(Stored items):

* * * * * * * * *

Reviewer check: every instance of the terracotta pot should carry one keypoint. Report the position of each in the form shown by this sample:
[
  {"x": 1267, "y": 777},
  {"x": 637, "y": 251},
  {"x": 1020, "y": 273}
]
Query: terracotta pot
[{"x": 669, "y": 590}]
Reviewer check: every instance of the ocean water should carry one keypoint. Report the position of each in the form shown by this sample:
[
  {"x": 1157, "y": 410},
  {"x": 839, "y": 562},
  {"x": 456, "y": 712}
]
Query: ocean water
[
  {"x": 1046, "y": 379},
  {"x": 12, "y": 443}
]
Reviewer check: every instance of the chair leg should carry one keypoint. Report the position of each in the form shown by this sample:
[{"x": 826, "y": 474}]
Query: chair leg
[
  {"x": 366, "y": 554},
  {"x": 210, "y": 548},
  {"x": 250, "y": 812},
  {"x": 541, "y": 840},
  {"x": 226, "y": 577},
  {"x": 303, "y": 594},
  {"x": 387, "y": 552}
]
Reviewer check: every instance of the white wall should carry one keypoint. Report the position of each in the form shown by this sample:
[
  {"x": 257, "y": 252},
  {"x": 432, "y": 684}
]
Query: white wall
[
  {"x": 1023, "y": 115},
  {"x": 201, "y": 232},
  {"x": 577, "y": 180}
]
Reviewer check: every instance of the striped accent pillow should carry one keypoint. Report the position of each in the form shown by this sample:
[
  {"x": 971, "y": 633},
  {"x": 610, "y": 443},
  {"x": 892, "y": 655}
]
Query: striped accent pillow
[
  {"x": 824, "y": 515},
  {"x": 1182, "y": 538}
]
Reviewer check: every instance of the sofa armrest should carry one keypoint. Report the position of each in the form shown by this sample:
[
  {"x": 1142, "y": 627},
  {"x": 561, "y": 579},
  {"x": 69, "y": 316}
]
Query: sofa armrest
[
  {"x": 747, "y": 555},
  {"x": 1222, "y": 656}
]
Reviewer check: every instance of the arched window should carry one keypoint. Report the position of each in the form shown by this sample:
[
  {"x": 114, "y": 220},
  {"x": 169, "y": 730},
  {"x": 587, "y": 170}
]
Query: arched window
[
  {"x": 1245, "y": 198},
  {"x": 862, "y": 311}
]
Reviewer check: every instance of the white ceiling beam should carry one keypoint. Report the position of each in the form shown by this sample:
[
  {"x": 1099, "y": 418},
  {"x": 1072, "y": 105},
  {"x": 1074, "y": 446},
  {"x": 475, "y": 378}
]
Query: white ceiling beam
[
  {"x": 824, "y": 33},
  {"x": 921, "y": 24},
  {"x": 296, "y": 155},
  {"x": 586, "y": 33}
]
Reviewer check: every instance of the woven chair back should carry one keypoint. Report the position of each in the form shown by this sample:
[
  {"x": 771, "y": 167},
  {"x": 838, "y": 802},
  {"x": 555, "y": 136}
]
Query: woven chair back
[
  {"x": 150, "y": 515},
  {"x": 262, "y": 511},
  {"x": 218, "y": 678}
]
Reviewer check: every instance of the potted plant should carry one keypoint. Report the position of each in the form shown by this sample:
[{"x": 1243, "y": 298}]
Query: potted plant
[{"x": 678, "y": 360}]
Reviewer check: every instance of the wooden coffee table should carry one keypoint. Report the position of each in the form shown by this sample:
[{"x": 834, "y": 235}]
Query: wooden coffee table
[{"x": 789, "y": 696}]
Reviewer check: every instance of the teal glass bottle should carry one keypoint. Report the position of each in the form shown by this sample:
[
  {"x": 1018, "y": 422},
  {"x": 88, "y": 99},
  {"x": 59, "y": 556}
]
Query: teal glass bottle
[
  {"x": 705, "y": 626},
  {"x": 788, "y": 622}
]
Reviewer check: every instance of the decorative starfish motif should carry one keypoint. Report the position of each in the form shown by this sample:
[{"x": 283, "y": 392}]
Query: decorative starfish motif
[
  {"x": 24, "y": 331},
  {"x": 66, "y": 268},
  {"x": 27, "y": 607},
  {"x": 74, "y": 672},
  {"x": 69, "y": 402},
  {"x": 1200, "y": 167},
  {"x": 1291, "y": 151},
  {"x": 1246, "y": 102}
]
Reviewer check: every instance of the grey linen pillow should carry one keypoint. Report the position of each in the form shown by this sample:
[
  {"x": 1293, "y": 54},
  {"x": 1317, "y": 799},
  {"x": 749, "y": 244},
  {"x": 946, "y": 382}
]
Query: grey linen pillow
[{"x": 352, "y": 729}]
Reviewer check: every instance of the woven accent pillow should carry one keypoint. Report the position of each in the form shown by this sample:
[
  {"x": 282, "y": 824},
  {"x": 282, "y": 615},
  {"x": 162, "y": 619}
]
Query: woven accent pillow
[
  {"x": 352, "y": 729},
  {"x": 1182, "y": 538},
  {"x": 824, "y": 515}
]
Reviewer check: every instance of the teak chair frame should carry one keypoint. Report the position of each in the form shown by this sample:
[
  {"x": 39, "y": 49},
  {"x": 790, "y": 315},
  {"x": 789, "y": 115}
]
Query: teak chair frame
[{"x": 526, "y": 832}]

* * * * * * * * *

(WORK TO DO):
Give the entries once more, exactly as they appear.

(RESULT):
Reviewer check: every instance of the terracotta pot should carry one keypoint. Report the position of each in the form shown by this sample:
[
  {"x": 1267, "y": 777},
  {"x": 637, "y": 251},
  {"x": 1020, "y": 273}
]
Query: terracotta pot
[{"x": 669, "y": 590}]
Reviewer check: every instance of the ocean water should carry one keypoint. Report the position of each in the form shown by this sample:
[
  {"x": 1157, "y": 410},
  {"x": 839, "y": 562},
  {"x": 456, "y": 712}
]
Query: ocean water
[
  {"x": 1046, "y": 379},
  {"x": 12, "y": 443}
]
Reviewer check: every instance of the chair leg should carry one keypoint. Report the position of each in the form shown by this sample:
[{"x": 826, "y": 474}]
Query: chair leg
[
  {"x": 366, "y": 554},
  {"x": 210, "y": 548},
  {"x": 250, "y": 812},
  {"x": 541, "y": 840},
  {"x": 226, "y": 577},
  {"x": 303, "y": 594},
  {"x": 387, "y": 552}
]
Reviewer check: every instance of the white wall should carry one keypoint. Report the position of each in the form shown by this sample:
[
  {"x": 257, "y": 252},
  {"x": 432, "y": 684}
]
Query: white wall
[
  {"x": 1023, "y": 115},
  {"x": 201, "y": 232},
  {"x": 577, "y": 180}
]
Reviewer check: every instance of the striped accent pillow should carry one keypoint. Report the position of each in the form shown by this sample:
[
  {"x": 971, "y": 633},
  {"x": 610, "y": 443},
  {"x": 892, "y": 655}
]
Query: striped accent pillow
[
  {"x": 824, "y": 515},
  {"x": 1182, "y": 538}
]
Reviewer check: every instance of the sofa armrest should carry one keypoint. Report the position of each in the form shown by this sample:
[
  {"x": 1142, "y": 627},
  {"x": 561, "y": 579},
  {"x": 69, "y": 316}
]
Query: sofa armrest
[
  {"x": 747, "y": 555},
  {"x": 1222, "y": 656}
]
Reviewer check: every instance of the arched window should carry one keypoint. Report the position of each in the form shown by this sample:
[
  {"x": 114, "y": 220},
  {"x": 169, "y": 730},
  {"x": 587, "y": 170}
]
Query: arched window
[
  {"x": 1245, "y": 198},
  {"x": 862, "y": 311}
]
Reviewer check: every instance of the white ceiling beam should carry one keypoint. Report the position of each in the form shown by this sample:
[
  {"x": 1099, "y": 418},
  {"x": 1072, "y": 105},
  {"x": 1074, "y": 446},
  {"x": 475, "y": 378}
]
Query: white ceiling beam
[
  {"x": 824, "y": 33},
  {"x": 921, "y": 24},
  {"x": 296, "y": 155},
  {"x": 586, "y": 33}
]
Reviewer check: every instance of the woven chair back should carry one keypoint. Report the position of each in the form shown by this sample:
[
  {"x": 771, "y": 167},
  {"x": 838, "y": 802},
  {"x": 555, "y": 136}
]
Query: woven chair back
[
  {"x": 150, "y": 515},
  {"x": 262, "y": 511},
  {"x": 218, "y": 678}
]
Reviewer check: every instance of the potted plant should carry one keypoint. Report the position of each in the form shown by this sample:
[{"x": 1243, "y": 298}]
Query: potted plant
[{"x": 678, "y": 360}]
Reviewer check: every instance of the wooden coffee table should carry one keypoint. Report the position of each in the form shown by this sample:
[{"x": 834, "y": 235}]
Query: wooden coffee table
[{"x": 789, "y": 696}]
Reviewer check: every instance of the teal glass bottle should carry one keypoint. Report the position of each in the form shown by this sample:
[
  {"x": 1018, "y": 422},
  {"x": 88, "y": 99},
  {"x": 59, "y": 556}
]
Query: teal glass bottle
[
  {"x": 705, "y": 626},
  {"x": 788, "y": 622}
]
Reviewer check: every instance of the decorative starfish motif should carry one keypoint. Report the position of each in the form shown by this sample:
[{"x": 283, "y": 392}]
Query: decorative starfish motif
[
  {"x": 24, "y": 331},
  {"x": 66, "y": 268},
  {"x": 27, "y": 607},
  {"x": 74, "y": 672},
  {"x": 69, "y": 402},
  {"x": 1200, "y": 167},
  {"x": 1291, "y": 151},
  {"x": 1246, "y": 102}
]
Reviewer check: every instance of the grey linen pillow should carry one keypoint. Report the position of each in the form shown by this sample:
[
  {"x": 1293, "y": 54},
  {"x": 1317, "y": 799},
  {"x": 749, "y": 244},
  {"x": 946, "y": 382}
]
Query: grey linen pillow
[{"x": 352, "y": 729}]
Reviewer check: every instance of the woven accent pillow should carry one keypoint. Report the position of each in the form shown by this sample:
[
  {"x": 282, "y": 824},
  {"x": 282, "y": 615},
  {"x": 162, "y": 619}
]
Query: woven accent pillow
[
  {"x": 352, "y": 729},
  {"x": 1182, "y": 538},
  {"x": 824, "y": 515}
]
Reviewer check: every instance of the teak chair frame should carry one keypoint. Report the position of each in the form shown by this sample:
[
  {"x": 39, "y": 49},
  {"x": 790, "y": 315},
  {"x": 789, "y": 115}
]
Query: teak chair frame
[{"x": 526, "y": 832}]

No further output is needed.